TASK DETAILS. Put the lines of the data below, from the line containing "Where can the baroque" to the line containing "pixel 228 105", into a JSON list of strings, one string per line. Omit blank lines and include no other lines.

EXERCISE INPUTS.

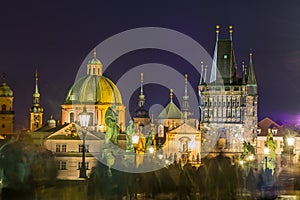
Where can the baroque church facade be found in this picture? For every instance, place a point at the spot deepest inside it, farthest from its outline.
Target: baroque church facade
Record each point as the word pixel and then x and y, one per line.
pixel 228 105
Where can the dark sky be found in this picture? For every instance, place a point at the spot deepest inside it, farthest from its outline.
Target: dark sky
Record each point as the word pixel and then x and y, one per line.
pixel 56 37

---

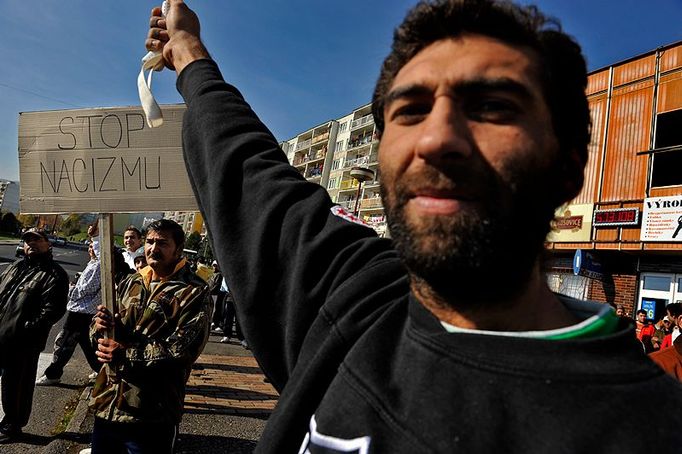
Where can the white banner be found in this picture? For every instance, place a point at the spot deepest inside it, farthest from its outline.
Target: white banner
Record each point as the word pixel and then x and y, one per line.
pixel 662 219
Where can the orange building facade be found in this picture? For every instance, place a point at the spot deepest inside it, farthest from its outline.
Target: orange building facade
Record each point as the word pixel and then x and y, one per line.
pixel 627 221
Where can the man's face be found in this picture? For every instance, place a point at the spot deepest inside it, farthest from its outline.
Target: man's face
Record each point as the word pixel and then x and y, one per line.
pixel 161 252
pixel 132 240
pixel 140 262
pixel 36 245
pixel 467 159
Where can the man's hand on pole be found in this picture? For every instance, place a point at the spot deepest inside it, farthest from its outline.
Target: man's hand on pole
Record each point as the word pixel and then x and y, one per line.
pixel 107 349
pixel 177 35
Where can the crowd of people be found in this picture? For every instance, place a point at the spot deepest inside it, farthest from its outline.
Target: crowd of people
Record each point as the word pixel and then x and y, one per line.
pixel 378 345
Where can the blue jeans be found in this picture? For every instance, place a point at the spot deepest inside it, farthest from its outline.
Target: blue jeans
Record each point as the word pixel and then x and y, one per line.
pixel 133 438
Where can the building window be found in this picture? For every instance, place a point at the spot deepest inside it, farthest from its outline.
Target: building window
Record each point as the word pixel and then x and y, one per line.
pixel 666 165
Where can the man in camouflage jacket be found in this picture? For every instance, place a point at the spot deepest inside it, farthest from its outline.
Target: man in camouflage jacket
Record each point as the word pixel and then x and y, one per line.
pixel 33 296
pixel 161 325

ANSWER TO THIS EXERCISE.
[
  "Where can the baroque church facade be found in this picture? For every instance, place a point at the spot deepest inside it, farthest from its outline.",
  "Target: baroque church facade",
  "Record each point as the word pixel and then x and y, one per line.",
  "pixel 228 105"
]